▶ **WHAT IS REQUIRED**: Edit the rows from the line that contains "Place one point per instance of the brass" through the line that contains "Place one point per instance of the white wall.", replacing "brass bar handle" with "brass pull handle" and leaving everything else unchanged. Give only those rows.

────────────────────────────────────────

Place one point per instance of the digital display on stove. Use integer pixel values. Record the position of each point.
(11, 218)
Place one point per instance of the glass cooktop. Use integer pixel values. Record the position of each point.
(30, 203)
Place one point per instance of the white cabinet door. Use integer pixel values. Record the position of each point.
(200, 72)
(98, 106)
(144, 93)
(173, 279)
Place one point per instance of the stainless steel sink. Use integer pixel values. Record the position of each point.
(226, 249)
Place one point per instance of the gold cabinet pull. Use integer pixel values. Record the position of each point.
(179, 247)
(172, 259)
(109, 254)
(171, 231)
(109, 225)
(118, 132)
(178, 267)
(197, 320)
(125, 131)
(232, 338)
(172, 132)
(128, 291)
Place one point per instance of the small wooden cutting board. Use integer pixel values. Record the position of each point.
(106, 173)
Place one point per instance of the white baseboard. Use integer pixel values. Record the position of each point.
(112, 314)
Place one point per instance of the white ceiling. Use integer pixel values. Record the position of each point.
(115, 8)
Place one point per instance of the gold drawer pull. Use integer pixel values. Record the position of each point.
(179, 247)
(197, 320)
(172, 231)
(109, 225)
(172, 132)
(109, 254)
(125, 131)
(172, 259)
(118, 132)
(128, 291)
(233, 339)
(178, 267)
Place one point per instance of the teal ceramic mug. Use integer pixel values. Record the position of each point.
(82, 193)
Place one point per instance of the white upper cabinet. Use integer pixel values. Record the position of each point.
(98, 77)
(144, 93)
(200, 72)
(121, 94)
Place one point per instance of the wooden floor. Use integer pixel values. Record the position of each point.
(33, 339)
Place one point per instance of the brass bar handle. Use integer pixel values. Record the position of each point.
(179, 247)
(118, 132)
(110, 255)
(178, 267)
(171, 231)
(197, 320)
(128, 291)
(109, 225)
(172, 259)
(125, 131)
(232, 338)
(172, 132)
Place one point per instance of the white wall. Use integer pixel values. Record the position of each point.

────────────────────────────────────────

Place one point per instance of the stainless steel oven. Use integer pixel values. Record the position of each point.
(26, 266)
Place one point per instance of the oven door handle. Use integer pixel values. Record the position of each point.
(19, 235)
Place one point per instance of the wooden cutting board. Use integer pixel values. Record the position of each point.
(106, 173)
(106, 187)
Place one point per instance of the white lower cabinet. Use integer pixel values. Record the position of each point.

────────────────────────────────────────

▶ **TASK ANSWER**:
Place one point per instance of the brass pull handle. Use integer pixel values. Record the position of each point.
(179, 247)
(118, 132)
(110, 255)
(178, 267)
(171, 231)
(197, 320)
(128, 291)
(109, 225)
(172, 259)
(125, 131)
(232, 338)
(172, 132)
Place one point per instance of the white wall. Use integer pixel values. Record the position of each point.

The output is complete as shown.